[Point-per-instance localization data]
━━━━━━━━━━
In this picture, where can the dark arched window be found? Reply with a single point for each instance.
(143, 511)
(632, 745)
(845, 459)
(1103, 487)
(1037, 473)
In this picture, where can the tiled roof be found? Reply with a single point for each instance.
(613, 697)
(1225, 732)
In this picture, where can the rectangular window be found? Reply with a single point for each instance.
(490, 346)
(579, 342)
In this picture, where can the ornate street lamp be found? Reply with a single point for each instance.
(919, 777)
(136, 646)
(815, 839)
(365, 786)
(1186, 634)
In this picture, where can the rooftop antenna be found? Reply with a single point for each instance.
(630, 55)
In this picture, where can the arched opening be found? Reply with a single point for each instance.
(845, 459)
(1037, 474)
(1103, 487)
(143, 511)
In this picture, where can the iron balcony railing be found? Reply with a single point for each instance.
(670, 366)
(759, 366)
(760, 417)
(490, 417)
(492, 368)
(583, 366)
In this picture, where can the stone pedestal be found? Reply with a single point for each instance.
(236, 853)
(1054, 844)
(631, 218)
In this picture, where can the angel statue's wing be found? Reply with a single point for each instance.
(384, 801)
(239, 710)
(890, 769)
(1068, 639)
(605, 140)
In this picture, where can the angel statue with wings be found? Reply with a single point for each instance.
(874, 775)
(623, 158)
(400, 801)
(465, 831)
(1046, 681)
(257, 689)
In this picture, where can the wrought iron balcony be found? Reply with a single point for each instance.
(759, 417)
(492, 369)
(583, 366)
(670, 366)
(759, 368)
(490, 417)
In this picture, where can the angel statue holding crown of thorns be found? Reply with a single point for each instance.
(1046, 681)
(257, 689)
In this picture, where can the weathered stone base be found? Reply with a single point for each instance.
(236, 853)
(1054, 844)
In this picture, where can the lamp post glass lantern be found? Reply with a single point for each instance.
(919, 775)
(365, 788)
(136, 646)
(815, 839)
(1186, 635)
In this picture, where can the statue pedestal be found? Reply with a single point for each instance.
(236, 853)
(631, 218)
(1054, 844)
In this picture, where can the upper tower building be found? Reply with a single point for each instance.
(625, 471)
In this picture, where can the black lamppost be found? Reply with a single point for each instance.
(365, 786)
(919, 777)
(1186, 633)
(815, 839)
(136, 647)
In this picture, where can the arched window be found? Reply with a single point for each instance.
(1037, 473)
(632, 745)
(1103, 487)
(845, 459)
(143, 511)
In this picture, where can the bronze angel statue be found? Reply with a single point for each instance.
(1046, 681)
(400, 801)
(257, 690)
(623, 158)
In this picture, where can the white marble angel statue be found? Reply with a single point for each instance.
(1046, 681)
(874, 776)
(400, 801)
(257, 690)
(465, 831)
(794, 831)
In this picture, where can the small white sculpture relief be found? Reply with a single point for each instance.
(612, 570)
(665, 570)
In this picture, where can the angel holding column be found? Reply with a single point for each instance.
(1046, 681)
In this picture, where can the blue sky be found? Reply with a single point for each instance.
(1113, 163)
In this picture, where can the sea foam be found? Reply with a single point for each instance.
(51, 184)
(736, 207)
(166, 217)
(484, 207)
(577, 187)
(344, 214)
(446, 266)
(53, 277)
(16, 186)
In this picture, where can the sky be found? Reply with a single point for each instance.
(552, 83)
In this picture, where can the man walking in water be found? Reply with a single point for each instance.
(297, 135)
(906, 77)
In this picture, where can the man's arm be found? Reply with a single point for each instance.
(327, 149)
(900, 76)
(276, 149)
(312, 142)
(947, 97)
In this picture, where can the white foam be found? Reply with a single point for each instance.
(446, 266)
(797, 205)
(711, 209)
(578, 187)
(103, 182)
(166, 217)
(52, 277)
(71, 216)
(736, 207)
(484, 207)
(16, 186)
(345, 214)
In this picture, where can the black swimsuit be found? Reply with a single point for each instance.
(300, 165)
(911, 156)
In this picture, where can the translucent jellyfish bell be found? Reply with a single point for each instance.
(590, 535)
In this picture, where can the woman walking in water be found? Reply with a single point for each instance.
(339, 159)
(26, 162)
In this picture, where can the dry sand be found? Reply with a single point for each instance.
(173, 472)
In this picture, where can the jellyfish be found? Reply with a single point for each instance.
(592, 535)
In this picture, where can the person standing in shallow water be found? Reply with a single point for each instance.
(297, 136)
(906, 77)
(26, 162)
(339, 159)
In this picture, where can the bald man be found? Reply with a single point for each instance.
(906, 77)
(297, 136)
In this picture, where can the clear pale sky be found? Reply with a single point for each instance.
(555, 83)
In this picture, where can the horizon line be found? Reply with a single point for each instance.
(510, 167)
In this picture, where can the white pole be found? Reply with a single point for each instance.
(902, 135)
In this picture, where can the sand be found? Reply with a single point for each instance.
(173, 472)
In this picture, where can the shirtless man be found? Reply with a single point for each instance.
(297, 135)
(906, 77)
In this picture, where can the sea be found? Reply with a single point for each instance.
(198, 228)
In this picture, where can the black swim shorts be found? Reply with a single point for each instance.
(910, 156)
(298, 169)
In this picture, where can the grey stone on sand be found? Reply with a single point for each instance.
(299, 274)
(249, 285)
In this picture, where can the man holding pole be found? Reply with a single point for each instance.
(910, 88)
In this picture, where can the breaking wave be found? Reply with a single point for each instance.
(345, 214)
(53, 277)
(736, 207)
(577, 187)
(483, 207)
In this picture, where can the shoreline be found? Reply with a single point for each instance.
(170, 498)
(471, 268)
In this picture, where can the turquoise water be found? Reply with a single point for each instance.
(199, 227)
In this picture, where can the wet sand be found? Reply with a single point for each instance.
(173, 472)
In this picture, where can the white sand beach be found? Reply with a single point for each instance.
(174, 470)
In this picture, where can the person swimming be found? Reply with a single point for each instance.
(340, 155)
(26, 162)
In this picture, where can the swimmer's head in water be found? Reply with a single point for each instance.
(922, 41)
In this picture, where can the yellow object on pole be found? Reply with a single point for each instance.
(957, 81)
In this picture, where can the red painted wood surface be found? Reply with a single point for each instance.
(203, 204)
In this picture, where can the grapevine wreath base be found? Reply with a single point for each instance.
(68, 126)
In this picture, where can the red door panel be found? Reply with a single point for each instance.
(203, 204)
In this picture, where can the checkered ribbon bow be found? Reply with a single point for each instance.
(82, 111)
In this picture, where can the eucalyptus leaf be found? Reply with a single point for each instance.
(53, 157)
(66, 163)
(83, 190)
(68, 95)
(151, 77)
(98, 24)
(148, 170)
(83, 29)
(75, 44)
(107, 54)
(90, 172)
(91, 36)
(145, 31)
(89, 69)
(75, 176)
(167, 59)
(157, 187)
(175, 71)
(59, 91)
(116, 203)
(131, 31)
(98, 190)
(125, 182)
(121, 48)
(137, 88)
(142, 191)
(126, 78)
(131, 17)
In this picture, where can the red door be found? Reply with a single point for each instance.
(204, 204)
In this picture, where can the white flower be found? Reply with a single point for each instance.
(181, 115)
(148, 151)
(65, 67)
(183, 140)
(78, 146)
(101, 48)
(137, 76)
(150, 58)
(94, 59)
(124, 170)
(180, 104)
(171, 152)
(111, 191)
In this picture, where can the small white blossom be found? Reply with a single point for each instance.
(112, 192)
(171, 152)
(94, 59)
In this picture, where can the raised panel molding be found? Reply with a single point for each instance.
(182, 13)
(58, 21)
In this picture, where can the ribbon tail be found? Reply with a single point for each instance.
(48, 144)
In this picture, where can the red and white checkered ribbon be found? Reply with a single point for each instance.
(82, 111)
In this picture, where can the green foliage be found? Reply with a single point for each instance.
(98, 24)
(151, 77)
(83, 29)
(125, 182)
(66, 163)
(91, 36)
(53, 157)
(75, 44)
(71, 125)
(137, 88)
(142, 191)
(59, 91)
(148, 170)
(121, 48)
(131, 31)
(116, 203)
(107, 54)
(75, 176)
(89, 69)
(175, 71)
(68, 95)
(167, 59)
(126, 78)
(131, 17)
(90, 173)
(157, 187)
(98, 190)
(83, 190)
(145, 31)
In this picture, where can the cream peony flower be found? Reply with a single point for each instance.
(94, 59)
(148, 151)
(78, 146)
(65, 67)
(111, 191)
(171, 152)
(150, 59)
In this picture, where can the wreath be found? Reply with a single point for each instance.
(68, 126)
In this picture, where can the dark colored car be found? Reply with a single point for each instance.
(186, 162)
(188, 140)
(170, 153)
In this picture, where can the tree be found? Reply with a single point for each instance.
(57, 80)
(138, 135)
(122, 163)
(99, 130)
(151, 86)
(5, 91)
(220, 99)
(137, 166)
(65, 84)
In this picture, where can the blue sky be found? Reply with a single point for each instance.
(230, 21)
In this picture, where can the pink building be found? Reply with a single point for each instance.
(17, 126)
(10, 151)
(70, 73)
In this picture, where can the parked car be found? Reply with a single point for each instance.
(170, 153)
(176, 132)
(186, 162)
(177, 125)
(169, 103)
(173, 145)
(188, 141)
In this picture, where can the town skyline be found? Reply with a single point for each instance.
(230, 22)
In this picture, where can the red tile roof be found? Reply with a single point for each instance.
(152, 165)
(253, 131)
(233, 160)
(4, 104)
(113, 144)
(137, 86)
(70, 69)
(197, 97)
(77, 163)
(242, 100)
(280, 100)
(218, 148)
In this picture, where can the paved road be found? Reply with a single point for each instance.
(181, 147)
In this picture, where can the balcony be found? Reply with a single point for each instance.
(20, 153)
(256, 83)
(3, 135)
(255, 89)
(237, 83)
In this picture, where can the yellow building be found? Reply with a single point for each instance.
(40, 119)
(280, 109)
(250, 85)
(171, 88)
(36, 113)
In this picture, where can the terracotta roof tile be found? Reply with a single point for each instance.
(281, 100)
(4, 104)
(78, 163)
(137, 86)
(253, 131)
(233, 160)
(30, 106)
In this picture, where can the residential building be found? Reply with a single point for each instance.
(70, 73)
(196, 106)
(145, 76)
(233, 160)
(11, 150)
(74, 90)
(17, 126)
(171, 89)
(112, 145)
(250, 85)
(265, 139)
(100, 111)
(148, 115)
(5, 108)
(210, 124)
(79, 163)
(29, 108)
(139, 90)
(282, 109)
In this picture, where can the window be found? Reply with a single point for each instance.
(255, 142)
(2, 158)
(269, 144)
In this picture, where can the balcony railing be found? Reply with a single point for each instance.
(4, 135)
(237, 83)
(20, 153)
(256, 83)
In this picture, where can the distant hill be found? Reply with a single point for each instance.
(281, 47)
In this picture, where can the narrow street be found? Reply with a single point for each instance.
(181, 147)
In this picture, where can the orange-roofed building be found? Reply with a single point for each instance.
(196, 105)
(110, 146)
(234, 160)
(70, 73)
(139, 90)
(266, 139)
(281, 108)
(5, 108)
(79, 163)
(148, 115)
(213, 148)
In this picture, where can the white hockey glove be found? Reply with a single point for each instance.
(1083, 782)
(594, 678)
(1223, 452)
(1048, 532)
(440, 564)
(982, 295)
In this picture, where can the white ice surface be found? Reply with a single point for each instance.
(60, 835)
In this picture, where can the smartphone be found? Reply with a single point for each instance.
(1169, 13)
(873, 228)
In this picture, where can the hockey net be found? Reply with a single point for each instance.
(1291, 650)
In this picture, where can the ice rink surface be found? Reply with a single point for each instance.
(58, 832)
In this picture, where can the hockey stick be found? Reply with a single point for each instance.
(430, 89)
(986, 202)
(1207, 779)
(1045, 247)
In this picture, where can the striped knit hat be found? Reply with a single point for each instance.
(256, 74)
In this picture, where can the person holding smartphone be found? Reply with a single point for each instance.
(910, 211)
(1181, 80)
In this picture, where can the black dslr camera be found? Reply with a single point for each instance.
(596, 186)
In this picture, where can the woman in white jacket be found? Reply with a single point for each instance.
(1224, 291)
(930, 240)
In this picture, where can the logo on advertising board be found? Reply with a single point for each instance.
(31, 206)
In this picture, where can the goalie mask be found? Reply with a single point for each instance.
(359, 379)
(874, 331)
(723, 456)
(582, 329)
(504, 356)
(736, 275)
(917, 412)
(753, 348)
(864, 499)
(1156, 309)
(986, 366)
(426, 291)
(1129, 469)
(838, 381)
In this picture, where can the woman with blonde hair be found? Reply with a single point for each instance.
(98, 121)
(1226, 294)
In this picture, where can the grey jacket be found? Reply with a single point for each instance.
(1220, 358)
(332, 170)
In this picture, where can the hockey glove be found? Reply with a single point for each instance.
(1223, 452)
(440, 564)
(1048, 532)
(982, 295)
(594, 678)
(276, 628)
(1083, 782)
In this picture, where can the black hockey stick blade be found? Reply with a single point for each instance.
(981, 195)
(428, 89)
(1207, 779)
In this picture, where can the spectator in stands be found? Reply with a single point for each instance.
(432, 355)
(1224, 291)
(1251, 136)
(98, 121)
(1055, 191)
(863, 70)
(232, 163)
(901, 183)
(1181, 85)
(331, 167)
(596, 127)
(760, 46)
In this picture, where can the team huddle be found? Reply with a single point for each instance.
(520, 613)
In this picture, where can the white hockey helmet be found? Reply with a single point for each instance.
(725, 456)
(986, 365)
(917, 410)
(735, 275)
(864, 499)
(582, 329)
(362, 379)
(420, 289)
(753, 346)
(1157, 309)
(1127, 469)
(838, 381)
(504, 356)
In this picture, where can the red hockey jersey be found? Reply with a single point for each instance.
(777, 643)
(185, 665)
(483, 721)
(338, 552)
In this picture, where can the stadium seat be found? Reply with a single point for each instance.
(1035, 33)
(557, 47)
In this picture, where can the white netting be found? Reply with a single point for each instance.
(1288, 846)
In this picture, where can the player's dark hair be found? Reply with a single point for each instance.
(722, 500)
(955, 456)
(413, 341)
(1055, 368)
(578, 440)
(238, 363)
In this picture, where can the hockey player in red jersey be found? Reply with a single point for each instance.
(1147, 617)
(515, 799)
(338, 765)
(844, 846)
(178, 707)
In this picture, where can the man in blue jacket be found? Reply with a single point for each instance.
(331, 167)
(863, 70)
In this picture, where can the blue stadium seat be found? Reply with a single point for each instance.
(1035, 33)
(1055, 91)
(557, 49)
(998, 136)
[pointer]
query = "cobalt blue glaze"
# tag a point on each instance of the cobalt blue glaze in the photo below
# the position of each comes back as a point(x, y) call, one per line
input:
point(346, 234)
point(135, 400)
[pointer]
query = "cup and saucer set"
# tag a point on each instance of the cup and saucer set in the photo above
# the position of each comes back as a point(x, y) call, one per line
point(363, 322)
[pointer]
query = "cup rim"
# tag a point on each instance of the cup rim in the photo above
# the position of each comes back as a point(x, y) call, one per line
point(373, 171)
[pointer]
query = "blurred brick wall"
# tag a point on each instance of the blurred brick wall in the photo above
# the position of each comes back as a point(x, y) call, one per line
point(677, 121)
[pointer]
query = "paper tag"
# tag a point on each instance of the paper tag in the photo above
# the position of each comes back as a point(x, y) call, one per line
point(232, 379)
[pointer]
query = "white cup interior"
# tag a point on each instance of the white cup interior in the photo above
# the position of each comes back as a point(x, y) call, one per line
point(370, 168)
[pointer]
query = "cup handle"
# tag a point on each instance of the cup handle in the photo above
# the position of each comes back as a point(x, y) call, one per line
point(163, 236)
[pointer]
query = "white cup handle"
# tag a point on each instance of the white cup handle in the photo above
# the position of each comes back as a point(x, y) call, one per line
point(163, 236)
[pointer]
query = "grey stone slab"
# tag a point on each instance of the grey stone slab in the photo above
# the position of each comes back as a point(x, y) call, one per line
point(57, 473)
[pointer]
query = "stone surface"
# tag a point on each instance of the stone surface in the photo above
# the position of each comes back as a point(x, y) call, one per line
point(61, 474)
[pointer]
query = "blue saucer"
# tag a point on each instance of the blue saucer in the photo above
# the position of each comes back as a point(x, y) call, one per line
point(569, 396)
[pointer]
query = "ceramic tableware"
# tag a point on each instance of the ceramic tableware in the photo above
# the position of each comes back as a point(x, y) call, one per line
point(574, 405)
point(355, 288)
━━━━━━━━━━
- [Required work] Check each line above for the string "blurred" and copy every line that has it.

- [Result of this exercise]
query = "blurred brick wall"
# tag a point on each instance of the blurred brick wall in the photo above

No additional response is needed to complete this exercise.